> [WHAT YOU HAVE TO DO]
Can you edit these items so that each "Localize" becomes "Locate", with everything else left as it is?

> [DATASET RECORDS]

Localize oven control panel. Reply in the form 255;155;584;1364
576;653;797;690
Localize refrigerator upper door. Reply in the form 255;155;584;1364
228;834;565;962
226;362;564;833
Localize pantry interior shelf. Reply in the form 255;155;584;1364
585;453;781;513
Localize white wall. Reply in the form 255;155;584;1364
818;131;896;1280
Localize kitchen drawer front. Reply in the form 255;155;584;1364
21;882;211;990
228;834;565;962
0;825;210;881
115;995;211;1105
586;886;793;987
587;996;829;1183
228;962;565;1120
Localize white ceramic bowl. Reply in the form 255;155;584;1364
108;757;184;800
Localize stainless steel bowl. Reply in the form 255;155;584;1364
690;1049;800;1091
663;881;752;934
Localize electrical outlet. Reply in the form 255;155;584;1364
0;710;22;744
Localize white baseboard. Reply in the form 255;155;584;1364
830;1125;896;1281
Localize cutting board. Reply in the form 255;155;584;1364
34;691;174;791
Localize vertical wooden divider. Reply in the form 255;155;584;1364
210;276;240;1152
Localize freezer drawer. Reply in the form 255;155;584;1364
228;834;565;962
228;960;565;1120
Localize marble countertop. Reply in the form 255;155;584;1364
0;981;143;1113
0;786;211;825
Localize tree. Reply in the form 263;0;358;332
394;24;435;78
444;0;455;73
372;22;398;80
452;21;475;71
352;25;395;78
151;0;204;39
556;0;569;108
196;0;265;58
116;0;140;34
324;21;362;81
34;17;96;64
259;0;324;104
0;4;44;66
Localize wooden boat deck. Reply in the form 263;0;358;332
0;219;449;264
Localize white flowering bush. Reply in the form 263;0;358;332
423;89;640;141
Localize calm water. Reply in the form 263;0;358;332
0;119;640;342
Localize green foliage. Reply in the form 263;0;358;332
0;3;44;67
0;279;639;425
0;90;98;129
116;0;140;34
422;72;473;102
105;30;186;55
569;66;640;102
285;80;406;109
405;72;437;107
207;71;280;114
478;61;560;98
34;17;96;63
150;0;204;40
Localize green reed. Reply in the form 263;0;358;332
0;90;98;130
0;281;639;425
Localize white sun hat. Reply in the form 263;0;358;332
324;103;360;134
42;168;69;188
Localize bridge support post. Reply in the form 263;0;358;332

> [EXERCISE OUTPUT]
Locate oven control panel. Reply in the form 255;155;584;1364
576;653;797;690
Locate refrigerator upper door. Reply in the form 255;155;584;1364
228;834;565;962
226;362;564;833
Locate pantry interior shelf. Reply in the form 255;155;584;1364
585;453;781;513
Locate white wall. Reply in the form 255;155;584;1364
818;131;896;1280
Locate kitchen drawer front. Reply in the form 255;155;584;1364
21;882;211;990
228;834;565;962
0;825;210;881
115;995;211;1105
586;886;793;987
587;996;829;1183
228;962;565;1120
Locate white ceramic bowl. Reply in the form 255;155;584;1364
108;757;184;800
Locate stainless steel bowl. Reply in the form 255;155;584;1364
690;1049;800;1091
663;881;752;934
Locate electrical outlet. Reply in the form 255;155;584;1364
0;710;22;744
Locate white baseboard. Reply in the form 255;155;584;1364
830;1125;896;1281
Locate cutting board. Reply in the form 255;155;584;1364
34;691;174;791
Locate vertical wooden divider. Reply in the form 255;155;584;1364
210;276;240;1152
Locate freezer drawer. Reply in the form 255;155;584;1364
228;834;565;962
228;960;565;1120
Locate marble countertop. Reply in the form 255;155;584;1364
0;981;143;1113
0;786;211;825
Locate tree. Reply in the form 263;0;358;332
394;24;435;78
444;0;455;73
372;22;398;80
452;21;475;71
352;25;395;78
151;0;204;39
556;0;569;108
196;0;265;58
116;0;140;34
324;21;362;81
34;17;96;64
259;0;324;104
0;4;44;66
Locate wooden boat deck. Reply in the form 263;0;358;332
0;219;449;264
Locate white flowering bush. Reply in the form 263;0;358;332
423;89;640;141
Locate calm water. Reply in the form 263;0;358;332
0;119;640;342
Locate green foliage. Reply in the form 263;0;358;332
0;3;44;67
0;279;639;425
0;90;98;129
116;0;140;34
422;72;473;102
105;30;186;55
569;66;640;102
285;80;406;109
405;72;437;107
207;71;280;114
478;61;560;98
34;17;96;63
150;0;204;40
Locate green reed. Reply in the form 263;0;358;332
0;90;98;130
0;281;639;425
Locate white sun hat. Reply in the form 263;0;358;332
324;103;360;134
42;168;69;188
Locate bridge support post. Reply in the form 263;0;358;332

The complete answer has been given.